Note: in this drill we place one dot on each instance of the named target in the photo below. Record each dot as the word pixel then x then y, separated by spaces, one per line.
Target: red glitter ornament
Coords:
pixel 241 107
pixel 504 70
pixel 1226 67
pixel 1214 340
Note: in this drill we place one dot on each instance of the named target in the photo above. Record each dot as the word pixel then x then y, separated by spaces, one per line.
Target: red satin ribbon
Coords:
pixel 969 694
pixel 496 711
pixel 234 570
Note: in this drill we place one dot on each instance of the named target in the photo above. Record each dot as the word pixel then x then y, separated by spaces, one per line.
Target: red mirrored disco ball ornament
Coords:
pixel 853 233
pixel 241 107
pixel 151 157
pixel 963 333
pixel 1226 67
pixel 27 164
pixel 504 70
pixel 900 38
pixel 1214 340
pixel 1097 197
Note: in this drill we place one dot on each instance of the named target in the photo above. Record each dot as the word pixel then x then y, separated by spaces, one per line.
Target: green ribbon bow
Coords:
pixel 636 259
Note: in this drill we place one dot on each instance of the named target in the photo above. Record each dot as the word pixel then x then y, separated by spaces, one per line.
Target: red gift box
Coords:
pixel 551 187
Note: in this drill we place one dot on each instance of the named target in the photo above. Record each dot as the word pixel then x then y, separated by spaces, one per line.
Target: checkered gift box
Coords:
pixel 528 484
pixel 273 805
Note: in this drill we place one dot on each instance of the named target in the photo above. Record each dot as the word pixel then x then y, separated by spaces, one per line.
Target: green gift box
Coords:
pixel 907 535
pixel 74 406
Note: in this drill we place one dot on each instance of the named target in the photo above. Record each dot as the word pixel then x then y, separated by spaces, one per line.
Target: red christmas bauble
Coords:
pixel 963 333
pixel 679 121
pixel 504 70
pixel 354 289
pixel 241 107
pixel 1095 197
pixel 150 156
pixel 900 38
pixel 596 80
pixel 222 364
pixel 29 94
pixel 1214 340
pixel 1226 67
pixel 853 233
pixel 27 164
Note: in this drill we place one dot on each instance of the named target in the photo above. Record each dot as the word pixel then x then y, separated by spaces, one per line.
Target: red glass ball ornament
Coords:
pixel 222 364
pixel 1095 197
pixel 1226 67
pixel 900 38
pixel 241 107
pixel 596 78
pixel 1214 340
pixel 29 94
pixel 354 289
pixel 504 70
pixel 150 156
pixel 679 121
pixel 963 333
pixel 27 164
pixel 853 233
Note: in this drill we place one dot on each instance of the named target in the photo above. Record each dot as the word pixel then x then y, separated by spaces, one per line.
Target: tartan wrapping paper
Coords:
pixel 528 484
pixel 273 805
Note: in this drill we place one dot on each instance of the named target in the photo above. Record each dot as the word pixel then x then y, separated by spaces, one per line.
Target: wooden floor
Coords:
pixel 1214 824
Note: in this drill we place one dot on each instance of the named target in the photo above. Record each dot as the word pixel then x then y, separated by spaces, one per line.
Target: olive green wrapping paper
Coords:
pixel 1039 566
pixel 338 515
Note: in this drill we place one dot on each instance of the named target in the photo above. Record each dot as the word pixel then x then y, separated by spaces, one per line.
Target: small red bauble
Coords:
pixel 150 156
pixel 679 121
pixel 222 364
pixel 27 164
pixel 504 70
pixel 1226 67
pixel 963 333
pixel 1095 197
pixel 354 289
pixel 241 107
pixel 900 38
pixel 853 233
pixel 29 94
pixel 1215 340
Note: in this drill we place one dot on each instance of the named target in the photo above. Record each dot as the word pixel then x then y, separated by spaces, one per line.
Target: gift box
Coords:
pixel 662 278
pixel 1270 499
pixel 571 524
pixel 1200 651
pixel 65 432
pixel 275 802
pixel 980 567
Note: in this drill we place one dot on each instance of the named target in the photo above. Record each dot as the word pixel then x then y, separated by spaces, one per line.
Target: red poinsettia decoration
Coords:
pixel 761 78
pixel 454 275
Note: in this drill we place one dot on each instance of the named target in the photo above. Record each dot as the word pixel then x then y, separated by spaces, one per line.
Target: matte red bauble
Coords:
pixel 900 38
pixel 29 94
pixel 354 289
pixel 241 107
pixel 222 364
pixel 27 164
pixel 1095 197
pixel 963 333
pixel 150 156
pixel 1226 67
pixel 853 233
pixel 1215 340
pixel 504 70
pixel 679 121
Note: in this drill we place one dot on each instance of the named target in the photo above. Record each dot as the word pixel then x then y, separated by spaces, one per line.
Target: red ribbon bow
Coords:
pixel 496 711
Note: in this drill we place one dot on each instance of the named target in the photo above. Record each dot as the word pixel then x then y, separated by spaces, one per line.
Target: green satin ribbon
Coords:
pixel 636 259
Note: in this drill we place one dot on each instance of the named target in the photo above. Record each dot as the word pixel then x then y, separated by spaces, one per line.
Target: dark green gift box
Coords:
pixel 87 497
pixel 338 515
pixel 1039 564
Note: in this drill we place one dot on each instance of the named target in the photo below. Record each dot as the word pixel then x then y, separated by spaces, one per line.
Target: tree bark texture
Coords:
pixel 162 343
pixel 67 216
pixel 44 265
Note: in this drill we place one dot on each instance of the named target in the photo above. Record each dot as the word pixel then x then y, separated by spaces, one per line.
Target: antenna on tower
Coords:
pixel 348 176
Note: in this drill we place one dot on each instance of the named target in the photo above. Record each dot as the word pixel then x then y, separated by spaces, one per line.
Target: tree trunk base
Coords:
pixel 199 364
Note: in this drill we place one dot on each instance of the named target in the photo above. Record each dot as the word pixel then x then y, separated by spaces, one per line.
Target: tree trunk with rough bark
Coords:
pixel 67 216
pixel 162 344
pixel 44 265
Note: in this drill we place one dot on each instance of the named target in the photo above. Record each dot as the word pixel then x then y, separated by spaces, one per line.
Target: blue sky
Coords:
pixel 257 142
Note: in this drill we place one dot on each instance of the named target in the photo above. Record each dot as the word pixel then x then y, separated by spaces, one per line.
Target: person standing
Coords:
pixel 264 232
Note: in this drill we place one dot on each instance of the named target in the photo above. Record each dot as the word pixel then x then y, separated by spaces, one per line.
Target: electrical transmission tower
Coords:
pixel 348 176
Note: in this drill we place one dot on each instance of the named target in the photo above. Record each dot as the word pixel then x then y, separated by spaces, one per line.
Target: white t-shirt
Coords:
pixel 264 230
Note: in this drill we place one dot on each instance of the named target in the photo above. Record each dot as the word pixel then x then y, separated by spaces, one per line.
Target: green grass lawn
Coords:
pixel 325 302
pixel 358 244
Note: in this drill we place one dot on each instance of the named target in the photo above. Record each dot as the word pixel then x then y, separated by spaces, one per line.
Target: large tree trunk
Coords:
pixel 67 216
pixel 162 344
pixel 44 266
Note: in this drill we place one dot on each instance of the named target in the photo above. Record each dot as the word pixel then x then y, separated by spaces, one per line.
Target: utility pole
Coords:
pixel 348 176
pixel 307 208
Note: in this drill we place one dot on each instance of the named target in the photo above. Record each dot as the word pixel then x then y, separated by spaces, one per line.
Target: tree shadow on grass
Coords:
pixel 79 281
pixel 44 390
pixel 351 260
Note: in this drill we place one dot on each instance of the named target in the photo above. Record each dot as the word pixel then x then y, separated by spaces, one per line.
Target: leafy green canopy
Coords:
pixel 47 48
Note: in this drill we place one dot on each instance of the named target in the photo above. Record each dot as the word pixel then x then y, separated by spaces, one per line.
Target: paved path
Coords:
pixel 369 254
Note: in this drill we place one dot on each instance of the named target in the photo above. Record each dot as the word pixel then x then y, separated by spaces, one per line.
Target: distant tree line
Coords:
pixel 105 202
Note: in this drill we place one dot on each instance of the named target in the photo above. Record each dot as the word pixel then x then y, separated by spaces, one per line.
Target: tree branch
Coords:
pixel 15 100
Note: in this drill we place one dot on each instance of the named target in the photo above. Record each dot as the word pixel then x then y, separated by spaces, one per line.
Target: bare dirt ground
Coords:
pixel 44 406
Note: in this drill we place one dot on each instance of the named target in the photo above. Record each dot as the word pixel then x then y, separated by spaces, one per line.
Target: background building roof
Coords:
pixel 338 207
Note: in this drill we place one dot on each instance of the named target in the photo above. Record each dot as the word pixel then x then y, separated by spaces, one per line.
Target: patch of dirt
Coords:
-.-.-
Task to complete:
Gather every line of the listing above that contains the word "tower", and copy each one in full. Case counts.

Answer to this task:
Target: antenna on tower
Target: electrical transmission tower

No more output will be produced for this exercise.